▶ _READING TEXT_:
== Segment start ==
WASHINGTON – It’s going to be screen time all the time for kindergartners and graduate students alike. Teachers are threatening strikes. And students are already coming home infected with the coronavirus, which has upended American education.
The 2020-21 school year has dawned, and it’s more chaotic than any before it.
Plans are changing so fast that students and parents can hardly keep up. Districts that spent all summer planning hybrid systems, in which children would be in school part of the week, ditched them as coronavirus cases surged. Universities changed their teaching models, their start dates and their rules for housing, all with scant notice.
And many districts and colleges have yet to make final decisions, even now, with the fall term already underway in some of the country.
“Plans are changing right up till the moment that schools open,” said Michael Casserly, executive director of Great City Schools, a lobbying group for large districts.
Chicago Public Schools announced last week that, after planning a hybrid system, its classes would begin the year online. Districts across the country have pushed back their opening dates. Last week, the first week of school in Georgia’s Cherokee County School District, administrators sent 14 letters to parents, each disclosing new cases of the novel coronavirus, which causes the disease covid-19. They included 13 students ranging from first to 12th grades, and a few teachers. More than 300 students who had been in contact with them were directed to quarantine for 14 days.
“Our parents wanted a choice for their children, and we delivered – it is not perfect, and we all know that, but perfection is not possible in a pandemic,” Superintendent Brian Hightower said Friday in a message to the community.
Another Georgia high school, in Paulding County, drew national attention after students posted pictures and video of their peers walking without masks in tightly packed hallways. Now, six students and three staff members there have tested positive for the virus, according to a letter sent to parents over the weekend.
And on Sunday, the superintendent said the school would go online only for Monday and Tuesday and would announce plans beyond that on Tuesday evening.
Last week, Johns Hopkins University changed its mind and said classes would be fully online, discouraging even those who had signed leases from returning to Baltimore. Students at Washington University in St. Louis faced the opposite problem when the school said on July 31 that all dorm rooms would be converted to singles, leaving juniors and seniors scrambling to find housing at the last minute.
In Congress, talks over a pandemic relief package collapsed last week, leaving no clear path to providing schools with funding lawmakers in both major political parties agree is urgently needed.
“We knew how to close schools,” said Annette Anderson, an assistant professor of education and deputy director of the Center for Safe and Healthy Schools at Johns Hopkins University. “But we have no idea how to properly reopen schools.”
The result of this chaos is uncertainty for students and their parents, with profound ramifications for health, learning, emotional development and economics in schools that open and those that do not.
== Segment end ==
▶ _LISTED RECORDS_:
== Segment start ==
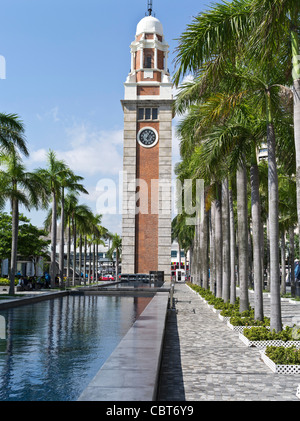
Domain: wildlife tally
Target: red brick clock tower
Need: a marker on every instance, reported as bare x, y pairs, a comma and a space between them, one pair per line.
147, 160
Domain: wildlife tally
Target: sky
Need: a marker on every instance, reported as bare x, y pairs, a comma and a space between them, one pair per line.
66, 63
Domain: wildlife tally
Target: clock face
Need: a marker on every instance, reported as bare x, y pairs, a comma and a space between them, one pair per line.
147, 137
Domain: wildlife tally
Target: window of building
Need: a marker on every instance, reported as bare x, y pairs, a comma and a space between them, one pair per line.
148, 62
148, 113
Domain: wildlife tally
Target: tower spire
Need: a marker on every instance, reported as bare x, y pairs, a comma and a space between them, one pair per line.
150, 7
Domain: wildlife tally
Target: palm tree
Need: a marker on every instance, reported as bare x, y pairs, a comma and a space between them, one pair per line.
251, 28
71, 182
116, 247
78, 217
12, 134
53, 175
21, 188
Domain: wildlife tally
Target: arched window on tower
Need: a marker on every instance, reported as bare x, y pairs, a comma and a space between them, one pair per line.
148, 63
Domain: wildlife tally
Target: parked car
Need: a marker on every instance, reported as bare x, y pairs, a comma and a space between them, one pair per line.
107, 277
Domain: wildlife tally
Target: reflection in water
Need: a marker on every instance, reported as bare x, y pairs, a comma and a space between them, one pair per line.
53, 349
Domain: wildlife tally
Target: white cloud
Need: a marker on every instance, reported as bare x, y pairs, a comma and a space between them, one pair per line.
90, 152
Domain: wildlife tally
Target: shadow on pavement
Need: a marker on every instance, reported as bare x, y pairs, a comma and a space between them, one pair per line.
171, 386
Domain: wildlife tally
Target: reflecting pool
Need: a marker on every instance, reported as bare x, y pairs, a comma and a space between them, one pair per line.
50, 351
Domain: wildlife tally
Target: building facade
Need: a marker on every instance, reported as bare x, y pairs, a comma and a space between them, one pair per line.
147, 165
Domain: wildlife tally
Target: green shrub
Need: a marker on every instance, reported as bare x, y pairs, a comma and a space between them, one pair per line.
239, 320
263, 334
282, 355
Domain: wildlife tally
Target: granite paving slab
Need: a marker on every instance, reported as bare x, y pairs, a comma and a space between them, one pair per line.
203, 360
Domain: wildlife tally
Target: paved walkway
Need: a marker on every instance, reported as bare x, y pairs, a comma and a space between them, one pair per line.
203, 360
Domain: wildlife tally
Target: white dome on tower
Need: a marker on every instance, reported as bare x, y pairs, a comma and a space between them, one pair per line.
149, 24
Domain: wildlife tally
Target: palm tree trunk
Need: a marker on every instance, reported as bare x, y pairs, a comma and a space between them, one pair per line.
226, 242
97, 260
282, 246
80, 257
75, 253
275, 313
117, 266
69, 252
296, 94
84, 260
218, 241
94, 261
256, 238
53, 240
292, 256
212, 247
232, 250
205, 248
14, 246
241, 180
90, 263
62, 239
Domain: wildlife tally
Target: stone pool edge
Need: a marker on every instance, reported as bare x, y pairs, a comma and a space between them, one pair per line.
131, 373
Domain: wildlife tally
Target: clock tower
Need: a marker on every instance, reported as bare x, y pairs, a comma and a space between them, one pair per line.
147, 159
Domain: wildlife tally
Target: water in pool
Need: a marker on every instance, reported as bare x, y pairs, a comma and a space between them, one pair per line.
50, 351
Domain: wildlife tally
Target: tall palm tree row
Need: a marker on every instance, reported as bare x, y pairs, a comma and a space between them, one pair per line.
37, 189
234, 104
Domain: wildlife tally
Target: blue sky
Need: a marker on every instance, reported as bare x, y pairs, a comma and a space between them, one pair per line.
66, 62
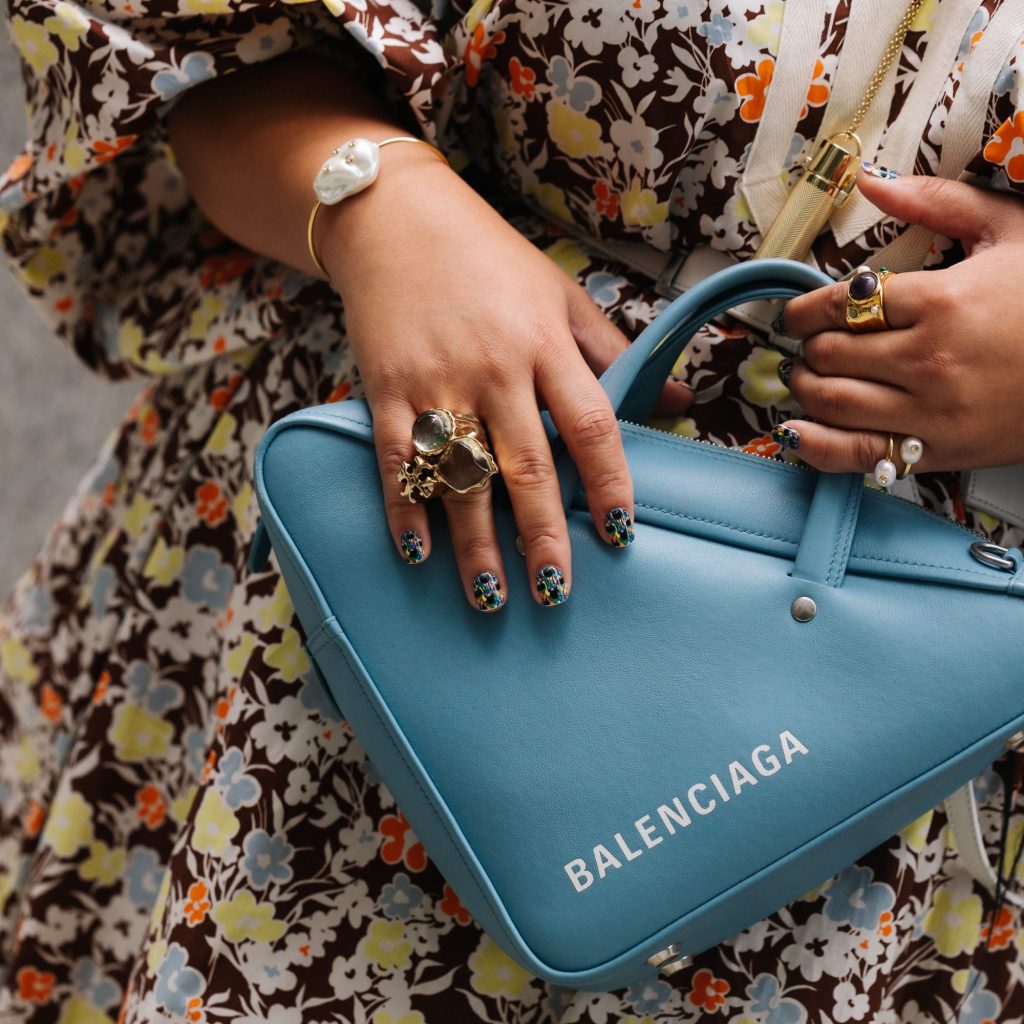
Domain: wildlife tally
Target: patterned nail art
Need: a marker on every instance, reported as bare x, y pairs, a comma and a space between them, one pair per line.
785, 436
878, 171
551, 585
412, 547
487, 591
619, 526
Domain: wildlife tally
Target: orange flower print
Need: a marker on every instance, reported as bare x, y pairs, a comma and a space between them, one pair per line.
1003, 932
211, 506
762, 445
35, 986
197, 905
478, 49
817, 92
607, 201
34, 818
452, 907
50, 702
151, 806
709, 991
755, 88
1006, 147
522, 79
396, 844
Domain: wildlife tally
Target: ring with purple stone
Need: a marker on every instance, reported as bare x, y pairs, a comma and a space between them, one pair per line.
865, 307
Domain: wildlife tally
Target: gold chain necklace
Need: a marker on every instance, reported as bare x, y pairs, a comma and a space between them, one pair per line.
829, 176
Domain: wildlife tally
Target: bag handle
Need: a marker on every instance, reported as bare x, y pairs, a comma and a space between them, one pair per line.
635, 379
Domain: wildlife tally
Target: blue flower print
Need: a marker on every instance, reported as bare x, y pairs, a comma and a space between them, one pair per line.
717, 31
981, 1005
399, 898
177, 983
91, 982
143, 873
764, 992
195, 69
155, 694
207, 580
266, 857
648, 996
238, 788
854, 897
580, 93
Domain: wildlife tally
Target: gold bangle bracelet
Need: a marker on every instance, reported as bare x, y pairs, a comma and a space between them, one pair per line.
312, 213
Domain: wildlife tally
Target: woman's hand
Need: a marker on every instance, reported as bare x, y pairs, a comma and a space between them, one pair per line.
950, 371
446, 305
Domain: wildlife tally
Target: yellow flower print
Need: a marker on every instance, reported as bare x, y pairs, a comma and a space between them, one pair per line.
216, 824
69, 24
640, 207
573, 133
164, 563
551, 199
136, 516
79, 1010
954, 924
69, 825
759, 374
243, 918
138, 734
497, 974
386, 1017
386, 945
288, 657
915, 833
45, 263
34, 43
15, 660
103, 864
567, 254
280, 609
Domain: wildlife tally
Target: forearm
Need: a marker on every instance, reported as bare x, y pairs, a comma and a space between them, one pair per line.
251, 142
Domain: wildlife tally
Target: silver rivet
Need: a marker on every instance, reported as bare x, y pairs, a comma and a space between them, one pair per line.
674, 967
670, 952
1016, 741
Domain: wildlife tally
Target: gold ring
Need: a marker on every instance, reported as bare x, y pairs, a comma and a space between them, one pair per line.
865, 307
452, 454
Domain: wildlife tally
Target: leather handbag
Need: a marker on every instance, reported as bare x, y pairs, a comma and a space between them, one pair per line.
785, 669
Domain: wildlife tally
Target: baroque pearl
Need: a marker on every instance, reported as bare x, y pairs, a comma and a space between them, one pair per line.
885, 472
910, 450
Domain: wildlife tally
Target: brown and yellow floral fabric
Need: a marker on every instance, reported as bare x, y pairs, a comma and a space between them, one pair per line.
187, 832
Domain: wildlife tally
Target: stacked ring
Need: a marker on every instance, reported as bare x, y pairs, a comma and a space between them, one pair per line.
865, 307
453, 454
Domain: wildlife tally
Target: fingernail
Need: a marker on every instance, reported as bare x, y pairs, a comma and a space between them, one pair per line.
487, 591
619, 526
412, 547
551, 585
878, 171
785, 436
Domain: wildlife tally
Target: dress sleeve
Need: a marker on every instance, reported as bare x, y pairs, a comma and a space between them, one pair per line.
95, 219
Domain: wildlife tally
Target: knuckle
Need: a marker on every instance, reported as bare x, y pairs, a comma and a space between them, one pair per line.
527, 468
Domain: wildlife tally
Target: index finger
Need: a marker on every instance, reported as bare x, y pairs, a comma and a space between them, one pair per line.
824, 308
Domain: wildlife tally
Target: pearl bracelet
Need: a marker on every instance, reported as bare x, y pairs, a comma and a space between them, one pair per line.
350, 168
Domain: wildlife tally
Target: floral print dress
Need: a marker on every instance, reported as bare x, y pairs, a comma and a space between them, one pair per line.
187, 832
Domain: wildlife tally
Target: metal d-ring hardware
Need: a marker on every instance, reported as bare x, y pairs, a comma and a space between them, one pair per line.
992, 554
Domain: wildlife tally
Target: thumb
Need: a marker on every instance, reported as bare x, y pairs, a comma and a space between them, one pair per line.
955, 209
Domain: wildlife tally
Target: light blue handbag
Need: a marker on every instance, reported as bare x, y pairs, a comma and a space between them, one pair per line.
785, 669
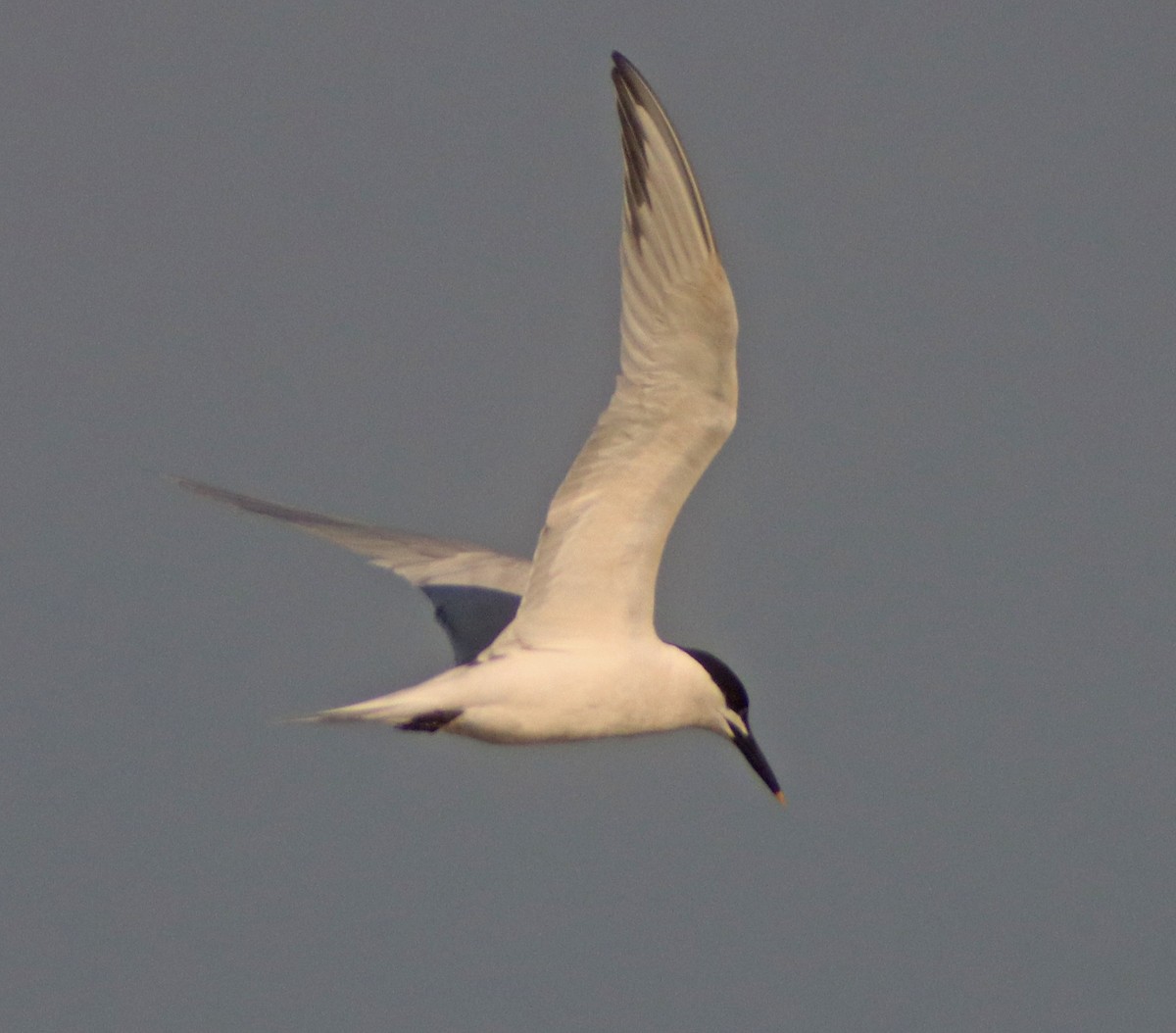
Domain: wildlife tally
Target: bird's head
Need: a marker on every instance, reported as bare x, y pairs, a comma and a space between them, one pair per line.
== Segment end ==
▶ _TASK_:
Write out, word for word, the section of the school reopening article that starts at "The 2020-21 school" and ends at "for large districts.".

▶ _FINISHED EXERCISE_:
The 2020-21 school year has dawned, and it’s more chaotic than any before it.
Plans are changing so fast that students and parents can hardly keep up. Districts that spent all summer planning hybrid systems, in which children would be in school part of the week, ditched them as coronavirus cases surged. Universities changed their teaching models, their start dates and their rules for housing, all with scant notice.
And many districts and colleges have yet to make final decisions, even now, with the fall term already underway in some of the country.
“Plans are changing right up till the moment that schools open,” said Michael Casserly, executive director of Great City Schools, a lobbying group for large districts.